Working data ▸
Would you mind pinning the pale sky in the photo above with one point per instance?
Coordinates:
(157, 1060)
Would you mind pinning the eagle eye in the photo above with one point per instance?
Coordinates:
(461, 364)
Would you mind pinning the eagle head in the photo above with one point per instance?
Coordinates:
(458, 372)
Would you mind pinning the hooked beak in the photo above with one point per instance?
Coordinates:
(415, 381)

...

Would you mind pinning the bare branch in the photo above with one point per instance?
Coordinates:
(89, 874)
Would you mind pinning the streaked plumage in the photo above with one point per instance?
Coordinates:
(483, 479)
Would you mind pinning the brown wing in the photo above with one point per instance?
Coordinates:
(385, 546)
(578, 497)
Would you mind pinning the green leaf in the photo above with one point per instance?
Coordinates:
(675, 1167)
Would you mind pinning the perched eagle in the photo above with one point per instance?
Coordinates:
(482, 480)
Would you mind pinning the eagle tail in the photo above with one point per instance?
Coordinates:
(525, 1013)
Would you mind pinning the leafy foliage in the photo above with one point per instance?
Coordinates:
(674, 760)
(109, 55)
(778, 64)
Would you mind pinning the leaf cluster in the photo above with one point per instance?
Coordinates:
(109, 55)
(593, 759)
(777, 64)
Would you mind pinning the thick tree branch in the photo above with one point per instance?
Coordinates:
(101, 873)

==

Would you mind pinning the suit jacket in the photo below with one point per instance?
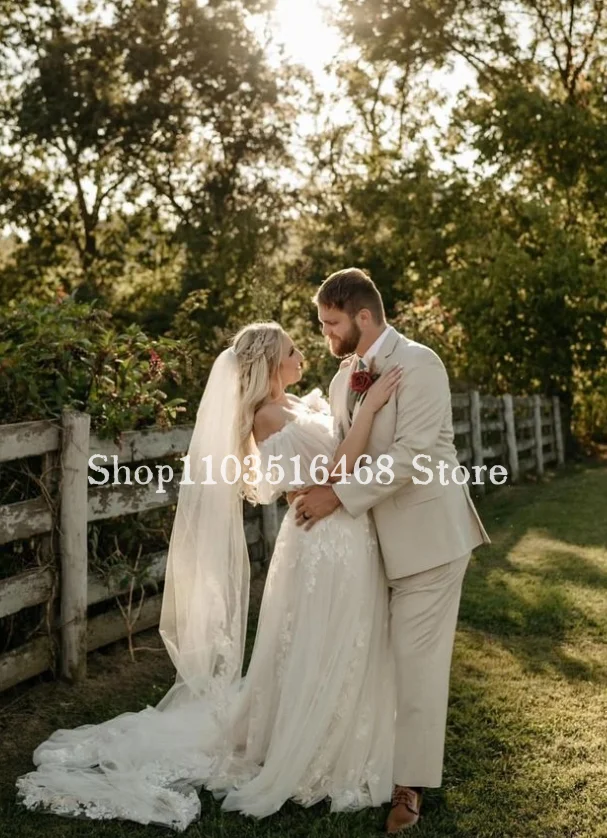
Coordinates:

Exercise aim ▸
Once you have checked every line of the material above, return the ones that hold the string "branch".

Task response ▸
Would you mind pinning the bare branch in the photo above with one point per instance?
Would you mind pinning the thick tree branch in the photo above with one point per instance?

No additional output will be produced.